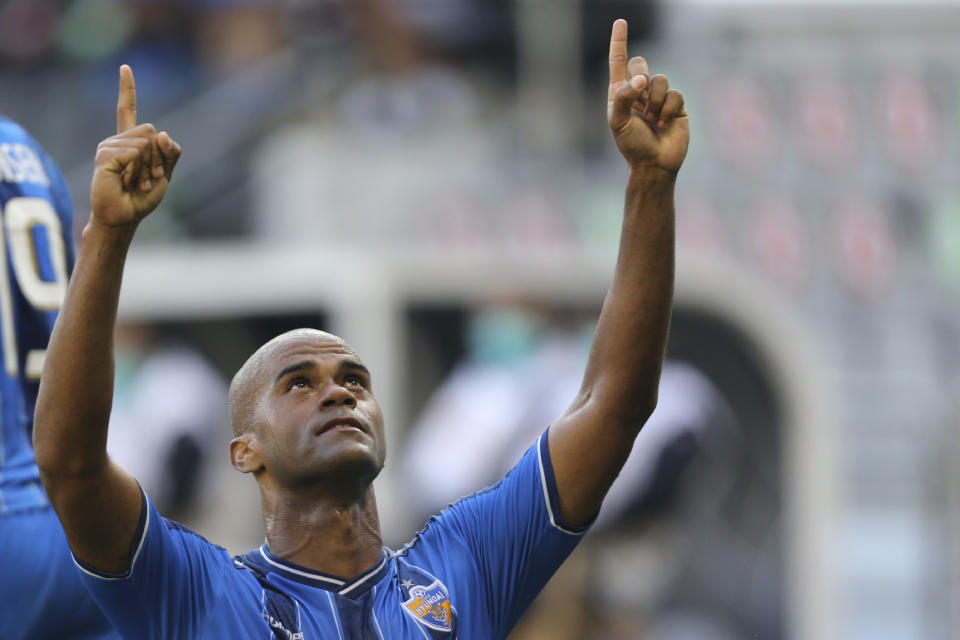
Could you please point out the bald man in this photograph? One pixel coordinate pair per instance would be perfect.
(307, 426)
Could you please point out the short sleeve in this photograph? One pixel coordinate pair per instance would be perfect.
(175, 579)
(515, 534)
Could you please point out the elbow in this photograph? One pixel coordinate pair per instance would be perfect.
(627, 411)
(60, 458)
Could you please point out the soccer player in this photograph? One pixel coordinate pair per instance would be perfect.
(307, 426)
(41, 595)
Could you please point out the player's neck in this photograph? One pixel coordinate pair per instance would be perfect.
(333, 536)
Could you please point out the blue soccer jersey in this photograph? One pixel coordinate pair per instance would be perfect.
(35, 258)
(40, 593)
(469, 574)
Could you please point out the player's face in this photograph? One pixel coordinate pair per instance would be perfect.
(317, 417)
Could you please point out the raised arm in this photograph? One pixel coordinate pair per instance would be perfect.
(591, 441)
(98, 502)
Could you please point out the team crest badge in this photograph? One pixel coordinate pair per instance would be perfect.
(430, 606)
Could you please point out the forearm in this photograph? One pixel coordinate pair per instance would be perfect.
(76, 390)
(623, 370)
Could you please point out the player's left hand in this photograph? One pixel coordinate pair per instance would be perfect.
(132, 169)
(648, 119)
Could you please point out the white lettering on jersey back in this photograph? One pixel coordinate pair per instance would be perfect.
(20, 163)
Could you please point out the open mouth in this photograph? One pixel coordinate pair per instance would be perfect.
(340, 424)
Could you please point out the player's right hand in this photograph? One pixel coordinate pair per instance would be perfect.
(133, 168)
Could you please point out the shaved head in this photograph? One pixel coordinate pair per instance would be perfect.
(243, 387)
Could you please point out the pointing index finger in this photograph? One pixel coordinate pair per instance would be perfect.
(618, 52)
(126, 101)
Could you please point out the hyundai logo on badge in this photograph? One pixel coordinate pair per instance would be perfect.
(430, 606)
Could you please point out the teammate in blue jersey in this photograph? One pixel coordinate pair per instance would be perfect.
(40, 594)
(307, 426)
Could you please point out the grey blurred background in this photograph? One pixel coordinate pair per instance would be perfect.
(434, 181)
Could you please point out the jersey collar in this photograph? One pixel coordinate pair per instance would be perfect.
(265, 561)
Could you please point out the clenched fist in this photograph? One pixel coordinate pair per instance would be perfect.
(648, 119)
(133, 168)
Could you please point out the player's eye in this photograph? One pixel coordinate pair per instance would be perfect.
(298, 382)
(354, 380)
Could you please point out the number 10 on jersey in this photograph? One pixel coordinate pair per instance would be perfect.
(21, 216)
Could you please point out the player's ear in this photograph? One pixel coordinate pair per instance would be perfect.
(244, 454)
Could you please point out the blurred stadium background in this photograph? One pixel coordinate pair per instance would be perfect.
(434, 181)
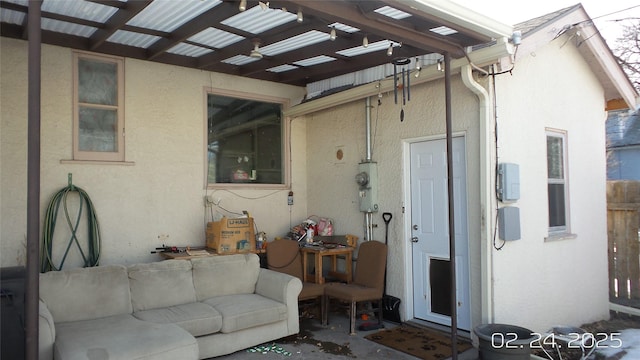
::::::::::
• **Goal**:
Print the material above word for word, leaving out the pictures.

• **Exercise output**:
Could you please point out the bald man in this photograph? One pixel coordinate pair per instance would be perfect.
(307, 426)
Could you please point out the short sleeve in this photograph? One pixel coordinate pair per instance would be perfect.
(175, 579)
(515, 534)
Could you please point out the elbow in this photograph? One pixel coordinate pair per instance would be perfect.
(627, 411)
(60, 458)
Could you please point out the soccer player in this photograph? One pixel coordinate pair per instance would be perfect.
(307, 426)
(41, 595)
Could you please point out the player's neck in this photograph? One pixel coordinate pair per instance would be perfect.
(333, 536)
Could you please point out the blue soccer jersey in this photograph? One pixel coordinate pair per instance would be perfect.
(35, 258)
(40, 593)
(469, 574)
Could you please point out the player's face in this photograph? One pixel coordinate pair per instance would be perfect.
(317, 417)
Could you please point out the raised arm in this photograph? One pixel coordinate pair per instance would be perfect.
(591, 441)
(98, 502)
Could you please point out the team crest badge in this photograph? One pixel coordinate pair per instance would be perfect.
(430, 606)
Could you please point out the forearm in this photograph? One pixel coordinate pair per instance would be perfect.
(76, 390)
(623, 370)
Could you please point out the player's left hand in this photograph? One pixel coordinate pair per instance would be perfect.
(132, 169)
(648, 119)
Could you please point out the white lettering on jersey back in this photograph? One pixel coordinate pair per instance would be perfect.
(20, 163)
Could you please point out the open mouth in this photograph? One pixel coordinate pair per instance would be perfect.
(340, 424)
Could you please point out the player's right hand in this photograph? One pixel coordinate pair per instance would be perfect.
(133, 168)
Could you please point out the shaved head in this photograph? One pixel coordinate pair per instance would be perfect.
(243, 387)
Could you please point out the pointing index finger in this photograph? One pixel coordinate pair per instance would be perfect.
(618, 52)
(126, 101)
Could you please point out the hyundai logo on badge in this photograph? One pixel coordinate pair per instance would be perfect.
(430, 606)
Could you please point out the teammate in blue jersey in this photograph? One pixel coordinate pair per instance would be perfect.
(40, 594)
(307, 426)
Could you please point out the grey blurred background in this photograph? One pixel coordinate pair per instance would be perfect.
(434, 181)
Could you please point out the jersey collar in this photograph? One pixel coordinate pair per instance would be perfect.
(265, 561)
Could you please point out the clenched fist in this photograph? One pixel coordinate pair per instance would be perfect.
(648, 119)
(133, 168)
Could you please point out the player's eye in this photograph? One pixel coordinate pair per instance would be perfect.
(298, 382)
(354, 380)
Could you please point out the number 10 on jersey in this photograph? One pixel coordinate pair per instance would be perfect.
(21, 216)
Could you please point out the player's ear in this photograph? One pixel coordinate pair per instance would be perfect.
(244, 454)
Could you please point out the blurred stadium background in this photograph? One pixel coordinate pair per instance would be perfect.
(434, 181)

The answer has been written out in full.